## Set task
Report every line of the items below that contains the word "door", treating uppercase and lowercase letters as different.

Dataset rows on where objects appear
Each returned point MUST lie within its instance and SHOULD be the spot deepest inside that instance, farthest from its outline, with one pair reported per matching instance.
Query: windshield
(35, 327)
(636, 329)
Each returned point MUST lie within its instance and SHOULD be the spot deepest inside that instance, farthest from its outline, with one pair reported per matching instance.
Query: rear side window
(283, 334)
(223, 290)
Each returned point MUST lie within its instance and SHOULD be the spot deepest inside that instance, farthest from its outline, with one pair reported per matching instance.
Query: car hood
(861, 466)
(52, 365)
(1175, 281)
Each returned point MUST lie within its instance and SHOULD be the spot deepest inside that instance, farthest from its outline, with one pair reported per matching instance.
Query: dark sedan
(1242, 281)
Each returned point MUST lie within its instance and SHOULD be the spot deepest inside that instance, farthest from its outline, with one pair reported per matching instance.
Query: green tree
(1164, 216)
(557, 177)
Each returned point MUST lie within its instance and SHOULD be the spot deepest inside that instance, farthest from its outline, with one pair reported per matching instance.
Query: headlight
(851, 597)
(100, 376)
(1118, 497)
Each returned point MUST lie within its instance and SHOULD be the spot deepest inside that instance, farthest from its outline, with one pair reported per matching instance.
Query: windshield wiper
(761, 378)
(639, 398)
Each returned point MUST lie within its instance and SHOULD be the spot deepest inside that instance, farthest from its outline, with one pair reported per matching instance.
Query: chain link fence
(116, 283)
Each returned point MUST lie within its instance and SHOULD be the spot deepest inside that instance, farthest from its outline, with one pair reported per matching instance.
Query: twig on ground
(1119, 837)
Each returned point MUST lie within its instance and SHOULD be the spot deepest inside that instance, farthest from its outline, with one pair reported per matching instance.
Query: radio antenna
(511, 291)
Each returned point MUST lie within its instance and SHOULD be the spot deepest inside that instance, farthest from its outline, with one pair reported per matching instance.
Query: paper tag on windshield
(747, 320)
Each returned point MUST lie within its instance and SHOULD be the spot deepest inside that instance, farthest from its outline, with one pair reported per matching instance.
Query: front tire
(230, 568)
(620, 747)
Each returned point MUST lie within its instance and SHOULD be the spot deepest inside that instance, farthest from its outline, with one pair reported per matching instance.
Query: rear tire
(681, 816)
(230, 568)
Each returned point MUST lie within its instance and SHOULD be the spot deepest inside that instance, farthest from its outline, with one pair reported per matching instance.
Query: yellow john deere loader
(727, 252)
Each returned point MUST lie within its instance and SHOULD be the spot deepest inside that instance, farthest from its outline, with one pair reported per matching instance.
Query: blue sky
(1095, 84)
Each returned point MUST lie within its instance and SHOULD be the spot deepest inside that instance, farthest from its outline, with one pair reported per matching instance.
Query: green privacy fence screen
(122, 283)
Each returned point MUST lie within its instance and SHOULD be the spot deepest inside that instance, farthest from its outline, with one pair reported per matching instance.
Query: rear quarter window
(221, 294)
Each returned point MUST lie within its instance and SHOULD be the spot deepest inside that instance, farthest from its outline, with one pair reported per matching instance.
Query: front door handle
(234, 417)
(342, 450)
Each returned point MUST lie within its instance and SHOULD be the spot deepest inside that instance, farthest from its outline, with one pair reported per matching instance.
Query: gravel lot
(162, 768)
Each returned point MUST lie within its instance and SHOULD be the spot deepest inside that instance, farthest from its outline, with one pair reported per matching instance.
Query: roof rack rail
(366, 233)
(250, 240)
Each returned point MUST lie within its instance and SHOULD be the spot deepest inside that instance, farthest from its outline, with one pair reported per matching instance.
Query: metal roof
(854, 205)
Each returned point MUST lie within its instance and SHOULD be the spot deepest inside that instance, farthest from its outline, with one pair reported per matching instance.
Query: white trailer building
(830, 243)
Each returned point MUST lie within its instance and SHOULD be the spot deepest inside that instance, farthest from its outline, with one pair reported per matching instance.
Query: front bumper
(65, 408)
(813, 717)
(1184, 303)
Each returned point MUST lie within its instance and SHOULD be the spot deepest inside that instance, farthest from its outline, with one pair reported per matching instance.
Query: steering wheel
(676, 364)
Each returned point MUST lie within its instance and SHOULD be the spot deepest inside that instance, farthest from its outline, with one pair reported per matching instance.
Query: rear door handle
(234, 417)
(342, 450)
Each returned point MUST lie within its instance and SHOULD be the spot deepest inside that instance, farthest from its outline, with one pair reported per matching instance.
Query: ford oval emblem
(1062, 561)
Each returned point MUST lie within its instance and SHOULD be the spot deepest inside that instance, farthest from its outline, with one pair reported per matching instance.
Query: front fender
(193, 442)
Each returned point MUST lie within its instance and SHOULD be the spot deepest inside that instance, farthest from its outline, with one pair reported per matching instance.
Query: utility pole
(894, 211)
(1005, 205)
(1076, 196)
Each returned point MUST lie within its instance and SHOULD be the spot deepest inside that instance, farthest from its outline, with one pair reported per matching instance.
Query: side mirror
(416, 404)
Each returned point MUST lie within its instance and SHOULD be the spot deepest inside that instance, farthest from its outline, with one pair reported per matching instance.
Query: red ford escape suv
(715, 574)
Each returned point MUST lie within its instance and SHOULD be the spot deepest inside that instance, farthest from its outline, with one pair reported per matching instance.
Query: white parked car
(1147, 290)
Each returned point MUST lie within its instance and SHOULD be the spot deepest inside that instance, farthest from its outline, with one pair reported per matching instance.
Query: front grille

## Result of the task
Query: front door handle
Query: rear door handle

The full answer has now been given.